Der 1979 in Deutschland geborene Antragsteller ist türkischer Staatsangehöriger. Er wurde durch Ordnungsverfügung vom 12.7.2004 ausgewiesen. Das VG lehnte den nach Widerspruchserhebung gestellten Aussetzungsantrag ab. Die dagegen eingelegte Beschwerde hatte keinen Erfolg.

Gründe:

Gemäß § 146 Abs. 4 Satz 3 VwGO muss die Beschwerdebegründung u. a. die Gründe darlegen, aus denen die Entscheidung abzuändern oder aufzuheben ist, und sich mit der angefochtenen Entscheidung auseinandersetzen.

Diese Anforderungen entspricht die Beschwerdebegründung nicht. (Wird ausgeführt)

Dessen ungeachtet wäre die Beschwerdebegründung unter keinem Gesichtspunkt geeignet, die auch nach dem inzwischen durch das Gesetz zur Steuerung und Begrenzung der Zuwanderung und zur Regelung des Aufenthalts und der Integration von Unionsbürgern und Ausländern (Zuwanderungsgesetz) vom 30.7.2004 - BGBl. I S. 1950 - zum 1.1.2005 in Kraft getretenen Gesetz über den Aufenthalt, die Erwerbstätigkeit und die Integration von Ausländern im Bundesgebiet (Aufenthaltsgesetz - AufenthG) weiterhin zutreffenden Gründe des angefochtenen Beschlusses in Frage zu stellen.

= = = = =

GESTELLTE AUFGABE 1: Liste jede Zeile der Einträge auf, in der die Zeichenfolge „eyebrow“ vorkommt.

Eine Folge von Einträgen:
= = = = =

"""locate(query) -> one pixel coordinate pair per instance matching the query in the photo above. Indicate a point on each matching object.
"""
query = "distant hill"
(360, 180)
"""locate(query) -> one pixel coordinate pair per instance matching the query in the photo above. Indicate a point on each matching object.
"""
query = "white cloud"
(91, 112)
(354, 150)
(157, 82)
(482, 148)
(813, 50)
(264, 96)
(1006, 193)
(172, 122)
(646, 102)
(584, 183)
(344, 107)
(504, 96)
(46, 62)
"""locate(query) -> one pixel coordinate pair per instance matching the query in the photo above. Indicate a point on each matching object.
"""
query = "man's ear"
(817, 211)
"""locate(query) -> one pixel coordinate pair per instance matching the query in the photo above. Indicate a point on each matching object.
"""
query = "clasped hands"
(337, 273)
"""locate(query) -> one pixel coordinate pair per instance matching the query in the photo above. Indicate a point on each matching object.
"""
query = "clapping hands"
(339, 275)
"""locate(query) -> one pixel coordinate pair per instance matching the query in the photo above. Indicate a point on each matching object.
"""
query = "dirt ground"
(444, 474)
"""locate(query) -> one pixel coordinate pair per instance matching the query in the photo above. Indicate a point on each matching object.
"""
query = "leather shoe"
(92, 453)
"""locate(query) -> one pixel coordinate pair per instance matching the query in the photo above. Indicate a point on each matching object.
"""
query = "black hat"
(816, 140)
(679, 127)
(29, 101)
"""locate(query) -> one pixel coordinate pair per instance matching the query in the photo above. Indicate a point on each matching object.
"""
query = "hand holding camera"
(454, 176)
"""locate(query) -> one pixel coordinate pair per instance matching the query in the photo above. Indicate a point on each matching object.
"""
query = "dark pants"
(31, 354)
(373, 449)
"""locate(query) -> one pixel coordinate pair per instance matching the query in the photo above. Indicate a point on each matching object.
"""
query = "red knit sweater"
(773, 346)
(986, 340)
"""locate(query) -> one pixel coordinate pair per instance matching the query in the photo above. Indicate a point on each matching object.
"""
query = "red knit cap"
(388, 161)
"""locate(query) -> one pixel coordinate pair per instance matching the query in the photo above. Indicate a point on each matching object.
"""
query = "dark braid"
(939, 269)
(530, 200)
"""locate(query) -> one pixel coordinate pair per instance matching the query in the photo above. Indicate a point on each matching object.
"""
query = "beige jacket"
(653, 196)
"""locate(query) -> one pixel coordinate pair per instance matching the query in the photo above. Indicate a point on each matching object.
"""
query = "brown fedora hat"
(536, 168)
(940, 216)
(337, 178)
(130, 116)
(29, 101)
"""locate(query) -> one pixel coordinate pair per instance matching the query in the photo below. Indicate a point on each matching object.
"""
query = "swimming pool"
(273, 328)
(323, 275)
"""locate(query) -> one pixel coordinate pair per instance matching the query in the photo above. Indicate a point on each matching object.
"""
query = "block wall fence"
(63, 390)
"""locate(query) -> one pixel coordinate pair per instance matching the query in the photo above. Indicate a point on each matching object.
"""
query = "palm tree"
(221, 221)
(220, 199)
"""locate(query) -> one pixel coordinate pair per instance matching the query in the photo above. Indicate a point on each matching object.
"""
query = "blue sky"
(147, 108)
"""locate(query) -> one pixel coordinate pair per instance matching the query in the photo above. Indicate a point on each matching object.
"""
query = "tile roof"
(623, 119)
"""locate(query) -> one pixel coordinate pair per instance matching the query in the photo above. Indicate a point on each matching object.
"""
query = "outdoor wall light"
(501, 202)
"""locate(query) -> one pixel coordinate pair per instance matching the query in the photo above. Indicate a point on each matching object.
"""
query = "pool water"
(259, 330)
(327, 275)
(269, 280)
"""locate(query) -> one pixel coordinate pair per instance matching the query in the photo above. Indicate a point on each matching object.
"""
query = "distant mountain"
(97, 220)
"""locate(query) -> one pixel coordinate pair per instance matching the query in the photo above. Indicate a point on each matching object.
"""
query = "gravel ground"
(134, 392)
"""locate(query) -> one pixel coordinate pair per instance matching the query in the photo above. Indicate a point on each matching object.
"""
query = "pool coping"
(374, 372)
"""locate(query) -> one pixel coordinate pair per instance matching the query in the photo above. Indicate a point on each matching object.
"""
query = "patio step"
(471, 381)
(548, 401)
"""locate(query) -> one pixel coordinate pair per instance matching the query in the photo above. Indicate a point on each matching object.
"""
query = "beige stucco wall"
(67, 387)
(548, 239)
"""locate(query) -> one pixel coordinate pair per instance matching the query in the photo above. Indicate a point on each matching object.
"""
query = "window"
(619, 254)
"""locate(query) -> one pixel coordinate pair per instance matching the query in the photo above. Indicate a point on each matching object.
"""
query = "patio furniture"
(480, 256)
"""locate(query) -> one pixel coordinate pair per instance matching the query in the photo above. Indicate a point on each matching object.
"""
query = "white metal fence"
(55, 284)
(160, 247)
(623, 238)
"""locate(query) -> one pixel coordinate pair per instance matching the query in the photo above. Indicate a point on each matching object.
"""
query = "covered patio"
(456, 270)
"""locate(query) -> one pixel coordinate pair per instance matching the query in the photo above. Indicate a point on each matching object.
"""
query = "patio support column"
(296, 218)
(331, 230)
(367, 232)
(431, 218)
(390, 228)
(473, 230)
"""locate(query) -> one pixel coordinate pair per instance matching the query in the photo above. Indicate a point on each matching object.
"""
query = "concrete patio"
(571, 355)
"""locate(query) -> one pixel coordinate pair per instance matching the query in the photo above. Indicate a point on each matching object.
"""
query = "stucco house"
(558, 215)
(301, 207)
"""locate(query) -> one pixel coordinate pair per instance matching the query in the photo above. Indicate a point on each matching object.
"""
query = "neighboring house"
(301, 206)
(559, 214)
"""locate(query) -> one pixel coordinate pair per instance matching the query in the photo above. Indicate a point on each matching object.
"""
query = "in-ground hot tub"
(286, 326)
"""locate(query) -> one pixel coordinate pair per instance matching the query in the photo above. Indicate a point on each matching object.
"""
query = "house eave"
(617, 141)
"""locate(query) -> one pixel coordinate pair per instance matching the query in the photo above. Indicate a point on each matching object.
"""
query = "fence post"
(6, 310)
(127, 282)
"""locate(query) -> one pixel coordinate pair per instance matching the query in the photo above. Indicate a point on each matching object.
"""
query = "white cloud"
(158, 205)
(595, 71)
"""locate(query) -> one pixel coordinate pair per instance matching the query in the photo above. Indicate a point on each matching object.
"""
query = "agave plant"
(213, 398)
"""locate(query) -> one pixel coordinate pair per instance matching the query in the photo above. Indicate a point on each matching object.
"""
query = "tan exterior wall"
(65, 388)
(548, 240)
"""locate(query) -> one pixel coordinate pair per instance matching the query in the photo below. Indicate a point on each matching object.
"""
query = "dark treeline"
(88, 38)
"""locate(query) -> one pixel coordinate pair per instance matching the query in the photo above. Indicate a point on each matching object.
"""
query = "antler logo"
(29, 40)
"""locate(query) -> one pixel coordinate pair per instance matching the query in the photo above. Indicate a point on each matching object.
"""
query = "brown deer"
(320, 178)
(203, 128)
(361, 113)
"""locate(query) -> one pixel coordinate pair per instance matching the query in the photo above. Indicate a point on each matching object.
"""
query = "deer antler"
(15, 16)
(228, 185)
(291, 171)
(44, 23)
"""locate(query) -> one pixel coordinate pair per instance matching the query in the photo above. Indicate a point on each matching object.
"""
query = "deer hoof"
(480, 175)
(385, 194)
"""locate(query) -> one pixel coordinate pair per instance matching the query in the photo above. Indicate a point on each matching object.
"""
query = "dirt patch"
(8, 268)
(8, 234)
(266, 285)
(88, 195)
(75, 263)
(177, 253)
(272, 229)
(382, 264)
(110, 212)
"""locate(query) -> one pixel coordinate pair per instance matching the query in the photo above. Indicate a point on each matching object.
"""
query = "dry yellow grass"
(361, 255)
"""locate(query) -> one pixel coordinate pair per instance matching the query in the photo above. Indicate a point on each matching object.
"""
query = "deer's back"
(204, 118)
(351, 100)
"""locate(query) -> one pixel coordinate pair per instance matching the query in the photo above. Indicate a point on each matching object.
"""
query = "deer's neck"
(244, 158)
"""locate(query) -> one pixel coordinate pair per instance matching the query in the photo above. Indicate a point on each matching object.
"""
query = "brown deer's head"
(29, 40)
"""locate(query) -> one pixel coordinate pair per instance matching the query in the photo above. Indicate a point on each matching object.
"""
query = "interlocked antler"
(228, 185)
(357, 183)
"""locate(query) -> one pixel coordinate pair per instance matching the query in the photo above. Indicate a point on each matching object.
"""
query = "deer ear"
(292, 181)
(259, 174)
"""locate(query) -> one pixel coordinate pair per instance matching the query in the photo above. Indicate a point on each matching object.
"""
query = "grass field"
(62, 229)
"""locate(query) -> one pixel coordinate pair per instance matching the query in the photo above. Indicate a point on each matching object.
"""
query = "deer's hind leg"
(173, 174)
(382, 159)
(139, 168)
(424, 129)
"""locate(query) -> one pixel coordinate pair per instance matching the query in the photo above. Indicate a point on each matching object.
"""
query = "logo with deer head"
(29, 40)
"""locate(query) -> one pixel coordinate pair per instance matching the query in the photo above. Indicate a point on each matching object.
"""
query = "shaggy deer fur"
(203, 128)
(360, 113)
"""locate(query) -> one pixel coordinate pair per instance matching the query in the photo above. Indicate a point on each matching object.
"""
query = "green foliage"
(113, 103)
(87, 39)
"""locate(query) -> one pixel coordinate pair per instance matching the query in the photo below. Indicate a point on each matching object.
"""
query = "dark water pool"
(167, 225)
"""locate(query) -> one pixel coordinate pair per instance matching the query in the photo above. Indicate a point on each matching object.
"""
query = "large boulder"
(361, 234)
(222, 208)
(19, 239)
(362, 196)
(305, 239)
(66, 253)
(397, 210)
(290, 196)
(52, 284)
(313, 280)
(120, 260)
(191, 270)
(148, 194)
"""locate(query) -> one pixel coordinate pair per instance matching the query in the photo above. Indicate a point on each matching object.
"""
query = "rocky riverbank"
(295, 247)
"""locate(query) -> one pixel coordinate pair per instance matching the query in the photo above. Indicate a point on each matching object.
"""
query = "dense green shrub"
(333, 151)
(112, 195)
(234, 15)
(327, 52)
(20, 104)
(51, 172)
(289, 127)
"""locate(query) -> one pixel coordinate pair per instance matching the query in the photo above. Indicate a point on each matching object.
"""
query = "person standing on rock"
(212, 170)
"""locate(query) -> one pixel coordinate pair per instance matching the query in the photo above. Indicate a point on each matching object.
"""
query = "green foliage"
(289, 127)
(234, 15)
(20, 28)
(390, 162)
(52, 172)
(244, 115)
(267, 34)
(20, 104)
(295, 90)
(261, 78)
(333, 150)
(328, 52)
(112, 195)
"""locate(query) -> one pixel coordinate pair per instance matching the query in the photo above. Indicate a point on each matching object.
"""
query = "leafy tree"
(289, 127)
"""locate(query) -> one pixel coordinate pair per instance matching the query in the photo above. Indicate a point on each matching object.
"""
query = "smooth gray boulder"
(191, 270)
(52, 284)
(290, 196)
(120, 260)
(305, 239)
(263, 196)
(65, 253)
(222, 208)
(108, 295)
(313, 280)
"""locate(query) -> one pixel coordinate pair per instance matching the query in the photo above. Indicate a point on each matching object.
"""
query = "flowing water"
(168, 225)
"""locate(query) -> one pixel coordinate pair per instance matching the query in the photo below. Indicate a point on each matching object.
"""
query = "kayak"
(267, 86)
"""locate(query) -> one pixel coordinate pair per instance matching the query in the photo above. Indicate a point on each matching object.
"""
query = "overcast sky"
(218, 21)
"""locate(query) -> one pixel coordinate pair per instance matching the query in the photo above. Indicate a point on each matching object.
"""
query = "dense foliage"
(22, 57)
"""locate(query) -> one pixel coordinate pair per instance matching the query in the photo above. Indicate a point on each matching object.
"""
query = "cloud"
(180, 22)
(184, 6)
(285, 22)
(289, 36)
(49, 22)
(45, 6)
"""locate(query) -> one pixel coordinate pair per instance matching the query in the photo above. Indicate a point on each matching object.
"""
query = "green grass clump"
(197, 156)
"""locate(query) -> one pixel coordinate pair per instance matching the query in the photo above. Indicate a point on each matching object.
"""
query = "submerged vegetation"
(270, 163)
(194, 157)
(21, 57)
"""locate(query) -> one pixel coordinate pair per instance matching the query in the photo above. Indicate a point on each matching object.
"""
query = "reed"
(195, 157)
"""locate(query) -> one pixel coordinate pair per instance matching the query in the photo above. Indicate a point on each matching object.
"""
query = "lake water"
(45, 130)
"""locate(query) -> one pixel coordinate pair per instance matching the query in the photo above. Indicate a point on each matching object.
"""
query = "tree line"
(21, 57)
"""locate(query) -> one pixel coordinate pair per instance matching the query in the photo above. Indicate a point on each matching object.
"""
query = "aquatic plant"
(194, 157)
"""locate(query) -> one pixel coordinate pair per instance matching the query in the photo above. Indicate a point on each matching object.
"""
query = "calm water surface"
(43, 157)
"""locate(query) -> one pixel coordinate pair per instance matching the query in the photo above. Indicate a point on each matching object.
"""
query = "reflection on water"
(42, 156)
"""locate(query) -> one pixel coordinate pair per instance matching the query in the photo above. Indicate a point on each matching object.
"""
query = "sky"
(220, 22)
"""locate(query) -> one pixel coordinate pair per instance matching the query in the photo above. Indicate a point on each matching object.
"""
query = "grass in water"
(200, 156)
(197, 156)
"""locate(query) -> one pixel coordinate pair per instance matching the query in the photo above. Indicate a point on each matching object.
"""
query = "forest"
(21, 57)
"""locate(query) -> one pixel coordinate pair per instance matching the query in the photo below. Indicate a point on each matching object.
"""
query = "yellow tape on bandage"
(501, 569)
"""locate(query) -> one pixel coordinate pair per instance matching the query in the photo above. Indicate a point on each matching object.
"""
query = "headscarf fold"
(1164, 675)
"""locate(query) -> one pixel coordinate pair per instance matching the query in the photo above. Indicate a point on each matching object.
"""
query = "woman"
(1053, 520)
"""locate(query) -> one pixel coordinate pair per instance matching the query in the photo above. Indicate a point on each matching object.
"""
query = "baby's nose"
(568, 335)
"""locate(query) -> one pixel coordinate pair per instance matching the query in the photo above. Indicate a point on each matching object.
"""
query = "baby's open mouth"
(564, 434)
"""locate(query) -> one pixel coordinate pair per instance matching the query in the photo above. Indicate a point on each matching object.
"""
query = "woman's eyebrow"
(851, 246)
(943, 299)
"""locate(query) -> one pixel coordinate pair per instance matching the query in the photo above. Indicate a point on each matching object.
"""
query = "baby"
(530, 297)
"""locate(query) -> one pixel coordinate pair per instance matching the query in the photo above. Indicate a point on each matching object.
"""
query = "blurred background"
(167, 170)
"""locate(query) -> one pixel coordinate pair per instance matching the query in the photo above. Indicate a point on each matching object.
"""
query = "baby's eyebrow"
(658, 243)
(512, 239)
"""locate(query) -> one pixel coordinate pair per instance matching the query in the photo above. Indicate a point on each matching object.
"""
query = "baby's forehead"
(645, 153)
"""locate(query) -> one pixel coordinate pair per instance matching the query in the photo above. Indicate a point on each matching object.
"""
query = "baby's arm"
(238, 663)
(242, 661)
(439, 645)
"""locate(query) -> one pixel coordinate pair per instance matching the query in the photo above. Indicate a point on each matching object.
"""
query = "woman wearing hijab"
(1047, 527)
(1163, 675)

= = = = =

GESTELLTE AUFGABE 2:
Beantworte anhand des vorliegenden Textes diese Fragen:
(a) In welchem Jahr wurde der Antragsteller geboren?
(b) Welche Vorschrift der VwGO legt fest, was die Beschwerdebegründung darlegen muss?
(c) Zu welchem Datum ist das Aufenthaltsgesetz in Kraft getreten?

SCHRIFTLICHE ANTWORT 1:
query = "woman's eyebrow"
query = "baby's eyebrow"

SCHRIFTLICHE ANTWORT 2:
(a) 1979
(b) § 146 Abs. 4 Satz 3 VwGO
(c) Zum 1.1.2005